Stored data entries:
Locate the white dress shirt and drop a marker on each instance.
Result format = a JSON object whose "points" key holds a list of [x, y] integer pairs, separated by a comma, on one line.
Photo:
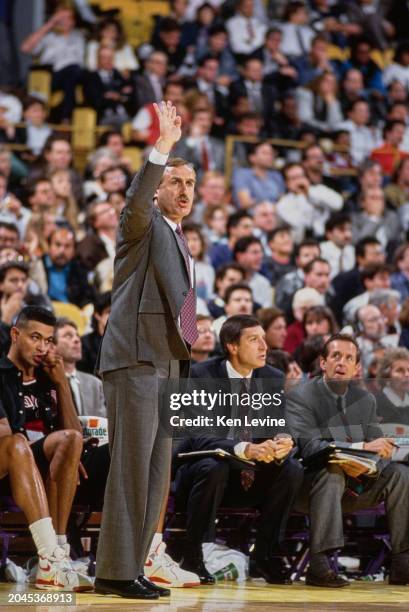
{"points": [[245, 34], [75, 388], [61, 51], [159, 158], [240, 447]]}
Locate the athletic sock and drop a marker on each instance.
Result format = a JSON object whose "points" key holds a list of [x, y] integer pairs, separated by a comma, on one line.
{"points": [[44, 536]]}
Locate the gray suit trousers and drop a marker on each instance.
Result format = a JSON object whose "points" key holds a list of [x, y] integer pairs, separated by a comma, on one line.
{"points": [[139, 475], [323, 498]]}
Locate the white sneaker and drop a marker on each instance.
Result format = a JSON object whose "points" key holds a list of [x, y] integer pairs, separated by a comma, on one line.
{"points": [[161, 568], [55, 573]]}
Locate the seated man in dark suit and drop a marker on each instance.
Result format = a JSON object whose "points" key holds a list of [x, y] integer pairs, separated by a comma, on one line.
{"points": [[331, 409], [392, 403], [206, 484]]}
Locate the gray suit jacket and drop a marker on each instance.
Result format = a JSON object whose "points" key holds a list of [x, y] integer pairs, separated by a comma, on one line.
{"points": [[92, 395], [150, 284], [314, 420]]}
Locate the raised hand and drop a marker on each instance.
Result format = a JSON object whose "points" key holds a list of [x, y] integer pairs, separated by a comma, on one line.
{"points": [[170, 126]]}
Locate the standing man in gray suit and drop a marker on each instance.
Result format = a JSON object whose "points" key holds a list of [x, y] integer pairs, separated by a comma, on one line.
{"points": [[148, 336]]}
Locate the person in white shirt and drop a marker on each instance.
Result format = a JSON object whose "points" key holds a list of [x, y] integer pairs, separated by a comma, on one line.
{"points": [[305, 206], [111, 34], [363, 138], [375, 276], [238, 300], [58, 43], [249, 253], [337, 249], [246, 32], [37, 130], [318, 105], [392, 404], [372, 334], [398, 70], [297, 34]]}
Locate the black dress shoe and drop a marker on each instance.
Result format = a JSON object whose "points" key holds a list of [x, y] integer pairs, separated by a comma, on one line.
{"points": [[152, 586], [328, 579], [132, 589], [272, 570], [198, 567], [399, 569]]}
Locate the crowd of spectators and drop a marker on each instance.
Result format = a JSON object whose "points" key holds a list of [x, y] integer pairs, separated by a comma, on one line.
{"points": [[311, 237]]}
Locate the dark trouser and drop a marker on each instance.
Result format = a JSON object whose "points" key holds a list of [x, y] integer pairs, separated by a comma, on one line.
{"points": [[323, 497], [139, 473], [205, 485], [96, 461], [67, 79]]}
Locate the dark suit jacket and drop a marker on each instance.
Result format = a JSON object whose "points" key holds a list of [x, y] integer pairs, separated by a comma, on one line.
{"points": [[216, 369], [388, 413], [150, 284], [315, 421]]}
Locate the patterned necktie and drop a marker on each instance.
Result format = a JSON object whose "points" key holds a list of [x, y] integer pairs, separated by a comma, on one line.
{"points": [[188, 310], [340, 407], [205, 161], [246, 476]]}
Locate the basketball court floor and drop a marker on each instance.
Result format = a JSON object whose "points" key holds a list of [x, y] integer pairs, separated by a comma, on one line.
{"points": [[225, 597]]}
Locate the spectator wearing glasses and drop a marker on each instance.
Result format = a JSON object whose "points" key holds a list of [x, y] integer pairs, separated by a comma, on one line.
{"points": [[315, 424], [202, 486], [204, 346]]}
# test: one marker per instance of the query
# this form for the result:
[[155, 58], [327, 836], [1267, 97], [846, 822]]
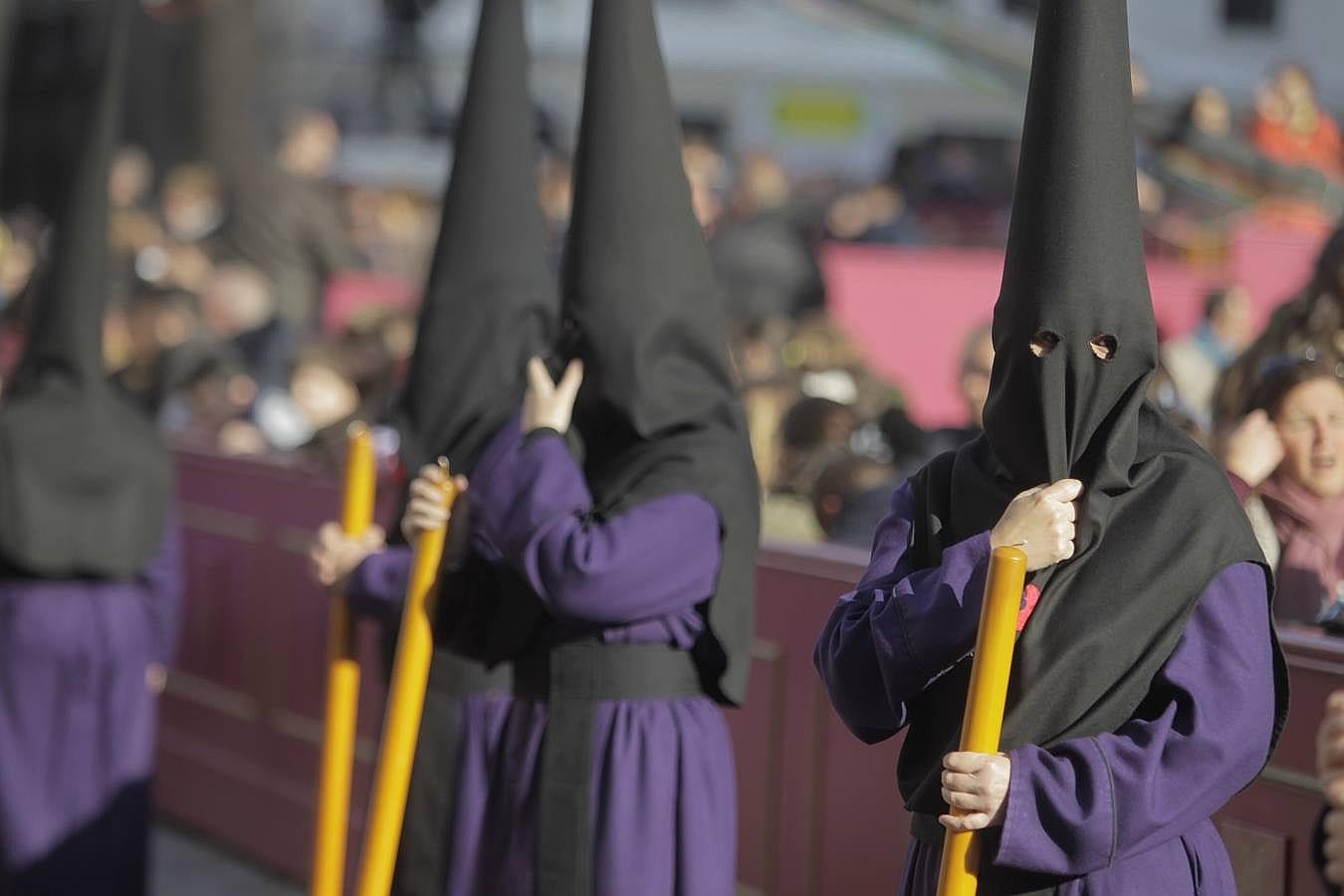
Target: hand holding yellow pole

WHAT THE TASK REQUIRES -> Leave every picture out and output the records exactly.

EXERCISE ANSWER ->
Locate the white dress shirt and drop a marker on each instance.
Result format = a JSON object whose "points" key holds a list of [x, y] integer pairs, separated by a comma, on one line.
Photo:
{"points": [[245, 34], [75, 388], [61, 51], [159, 158], [240, 447]]}
Locate the athletic sock and drop a marker on each instance.
Result format = a JSON object whose "points" key holds a list of [x, y] integer pairs, separated by a comma, on one line.
{"points": [[44, 536]]}
Locate the gray suit trousers and drop a marker on each instance.
Result format = a JSON object whose "points" key holds a list of [x, y] integer pairs, separated by a comma, on one line.
{"points": [[139, 475], [323, 498]]}
Locate the white sneaker and drop a marker on each instance.
Result format = a JSON object whose "points" key holds a list of [x, y] integer pairs, separated by a comma, on one line.
{"points": [[161, 568], [55, 573]]}
Locate the seated man in dark suit and drop a marker on each instance.
Result format = a JSON object whose "points" key holds a list of [x, y] integer pairs, separated by a comma, on one line.
{"points": [[331, 409], [392, 403], [206, 484]]}
Locate the gray suit jacket and drop a marker on each instance.
Result format = a JSON object whose "points" key holds a list of [x, y] integer pairs, separated by a comma, on one line.
{"points": [[92, 395], [150, 284], [314, 420]]}
Locate the raised hand and drop a marker on each instance.
Result format = a JSON object whose "points" key holds a list of [x, y] integer pairs, separated by a comma, on one line.
{"points": [[170, 126]]}
Locate the standing man in gray suit and drop a marker on each instance.
Result format = a JSON object whose "points" key holds a list of [x, y] integer pairs, separated by a comma, on one line.
{"points": [[148, 336]]}
Locate the person in white shirt and drop a marker on each instance.
Result format = a JSON object whose "points" key holds a list of [x, y] integer pairs, separated by a comma, on one line.
{"points": [[305, 206], [111, 34], [363, 138], [375, 276], [238, 300], [58, 43], [249, 253], [337, 249], [246, 32], [37, 130], [318, 105], [392, 404], [372, 334], [398, 70], [297, 34]]}
Locate the black dress shoe and drop a marker on each instance.
Result format = a JSON object whose "points" key holds a list of [x, y] integer pairs, separated by a comma, on one line.
{"points": [[152, 586], [328, 579], [132, 589], [272, 570], [198, 567], [399, 569]]}
Locate the crowd of spectators and drop a marker on each instance.
Result format = a JSON object whose "points" key holds a list of [x, y] integer pairs, separated by a comma, on one line.
{"points": [[311, 237]]}
Locate the dark trouser and drop a marker on each instance.
Result format = a JSON object whose "points" key holds a list of [x, y] integer pairs, separated by a comma, on one line.
{"points": [[323, 497], [139, 473], [205, 485], [96, 461], [67, 79]]}
Locate the dark suit jacket and drop a marker on each instance.
Result format = a JSON object whose "points" key holds a list of [x, y] integer pairs, separated by a comma, on one line.
{"points": [[216, 369], [388, 413], [150, 284], [315, 421]]}
Locate the patterned necktie and drop a marker on each instance.
Result format = a JSON object whose "points" key holds a list of [x, y] integer pairs, separated by a comma, on one line.
{"points": [[188, 310], [340, 407], [205, 161], [246, 476]]}
Locate the basketball court floor and drop a marker on each instance.
Result format = a JSON object whose "points" key holds a list of [x, y] integer pairs, separated by a comma, on one line.
{"points": [[225, 597]]}
Locate the spectator wearing glasses and drop a marker on each instance.
Result format = a JSON object whose "points" key holds a list of [x, y] integer pairs, separated by a comma, on one line.
{"points": [[315, 424], [202, 486], [204, 346]]}
# test: one marker per instance of the query
# this form for the result:
[[155, 58], [327, 836], [1267, 97], [846, 822]]
Target: hand holding yellow pole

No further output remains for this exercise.